# Start of Given data

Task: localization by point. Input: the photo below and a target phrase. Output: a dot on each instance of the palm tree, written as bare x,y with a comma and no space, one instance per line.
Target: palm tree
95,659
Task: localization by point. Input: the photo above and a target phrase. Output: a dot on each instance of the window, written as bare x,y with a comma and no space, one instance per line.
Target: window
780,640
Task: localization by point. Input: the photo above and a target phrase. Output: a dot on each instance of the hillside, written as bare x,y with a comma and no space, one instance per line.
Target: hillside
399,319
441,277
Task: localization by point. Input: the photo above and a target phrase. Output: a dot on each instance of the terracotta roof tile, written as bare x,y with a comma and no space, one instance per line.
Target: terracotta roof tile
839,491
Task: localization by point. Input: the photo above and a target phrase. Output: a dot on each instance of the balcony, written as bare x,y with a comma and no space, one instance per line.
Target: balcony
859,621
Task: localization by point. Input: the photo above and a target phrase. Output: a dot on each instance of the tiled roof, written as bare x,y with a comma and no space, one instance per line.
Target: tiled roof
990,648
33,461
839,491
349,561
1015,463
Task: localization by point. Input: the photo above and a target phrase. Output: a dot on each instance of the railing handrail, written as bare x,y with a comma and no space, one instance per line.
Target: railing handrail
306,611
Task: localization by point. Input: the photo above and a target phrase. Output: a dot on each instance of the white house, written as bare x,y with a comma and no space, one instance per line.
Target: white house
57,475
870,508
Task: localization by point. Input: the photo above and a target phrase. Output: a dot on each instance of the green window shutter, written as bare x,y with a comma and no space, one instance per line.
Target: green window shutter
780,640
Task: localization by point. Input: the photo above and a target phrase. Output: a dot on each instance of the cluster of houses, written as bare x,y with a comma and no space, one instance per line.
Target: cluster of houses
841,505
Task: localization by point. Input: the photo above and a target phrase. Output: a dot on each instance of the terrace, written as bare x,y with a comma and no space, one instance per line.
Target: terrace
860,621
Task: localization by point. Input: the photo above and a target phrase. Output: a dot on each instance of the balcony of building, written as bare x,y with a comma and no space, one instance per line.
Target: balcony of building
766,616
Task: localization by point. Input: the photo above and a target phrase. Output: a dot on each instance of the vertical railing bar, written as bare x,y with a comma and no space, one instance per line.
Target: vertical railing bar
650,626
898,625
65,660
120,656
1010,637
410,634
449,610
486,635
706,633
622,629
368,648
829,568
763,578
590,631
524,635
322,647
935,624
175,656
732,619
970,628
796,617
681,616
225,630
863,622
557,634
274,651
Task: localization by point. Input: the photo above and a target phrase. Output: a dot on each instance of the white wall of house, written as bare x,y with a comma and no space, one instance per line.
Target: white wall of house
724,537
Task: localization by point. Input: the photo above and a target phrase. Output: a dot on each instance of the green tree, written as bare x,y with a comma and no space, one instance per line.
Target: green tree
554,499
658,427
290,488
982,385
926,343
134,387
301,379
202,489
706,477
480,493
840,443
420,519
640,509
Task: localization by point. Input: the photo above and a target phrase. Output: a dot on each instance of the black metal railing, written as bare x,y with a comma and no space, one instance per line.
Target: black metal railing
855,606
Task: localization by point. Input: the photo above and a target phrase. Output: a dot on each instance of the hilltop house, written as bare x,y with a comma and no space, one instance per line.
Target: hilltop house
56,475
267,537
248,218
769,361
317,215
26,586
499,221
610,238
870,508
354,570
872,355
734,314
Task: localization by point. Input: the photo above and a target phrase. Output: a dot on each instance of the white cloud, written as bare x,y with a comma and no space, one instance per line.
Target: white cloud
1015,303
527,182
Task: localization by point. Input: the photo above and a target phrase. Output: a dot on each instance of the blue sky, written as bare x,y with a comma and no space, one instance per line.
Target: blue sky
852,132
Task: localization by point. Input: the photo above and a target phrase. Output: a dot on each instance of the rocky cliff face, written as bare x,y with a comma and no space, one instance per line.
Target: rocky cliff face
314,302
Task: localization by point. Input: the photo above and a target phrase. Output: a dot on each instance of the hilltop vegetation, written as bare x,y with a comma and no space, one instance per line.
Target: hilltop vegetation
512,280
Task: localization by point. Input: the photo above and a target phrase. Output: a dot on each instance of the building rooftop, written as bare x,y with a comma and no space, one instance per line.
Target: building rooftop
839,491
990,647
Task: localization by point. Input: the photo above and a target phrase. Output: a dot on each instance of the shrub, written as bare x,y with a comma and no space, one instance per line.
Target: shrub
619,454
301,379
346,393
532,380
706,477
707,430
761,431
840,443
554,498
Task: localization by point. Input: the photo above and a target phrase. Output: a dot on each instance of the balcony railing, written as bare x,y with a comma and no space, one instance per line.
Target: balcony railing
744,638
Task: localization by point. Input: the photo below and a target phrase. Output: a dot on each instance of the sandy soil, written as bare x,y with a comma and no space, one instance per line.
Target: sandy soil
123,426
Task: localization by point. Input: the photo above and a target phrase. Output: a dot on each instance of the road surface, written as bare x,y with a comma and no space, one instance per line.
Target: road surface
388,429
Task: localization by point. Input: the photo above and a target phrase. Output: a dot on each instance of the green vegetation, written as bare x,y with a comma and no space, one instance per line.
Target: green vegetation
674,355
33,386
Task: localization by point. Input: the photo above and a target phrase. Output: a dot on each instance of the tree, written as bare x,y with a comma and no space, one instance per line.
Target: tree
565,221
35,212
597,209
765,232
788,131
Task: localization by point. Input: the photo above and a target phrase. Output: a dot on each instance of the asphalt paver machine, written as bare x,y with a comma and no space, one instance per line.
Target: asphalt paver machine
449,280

# End of Given data

**Task details:**
Using the material above, reproduce exactly the line that contains "green vegetation, written" and all lines after it through the last one, and only those.

**Exercise solution:**
Task: localization by point. Input: the photo above and a target phrase. Output: a dot on each instance of the green vegetation, written as bare x,y with a comma and no space, one instance per line.
Target: green vegetation
674,355
33,386
Task: localization by point. Input: the photo above and a target phrase. Output: a dot on each instance of the tree, written as bare x,y with a comma and no space, one instance per line.
Target: tree
565,221
35,212
597,209
765,232
788,131
Task: localization by point. Input: the photo above and a target phrase. Output: a dot on each instance of the asphalt paver machine, written as bare x,y with a comma and no space, one instance per line.
Target: asphalt paver machine
449,280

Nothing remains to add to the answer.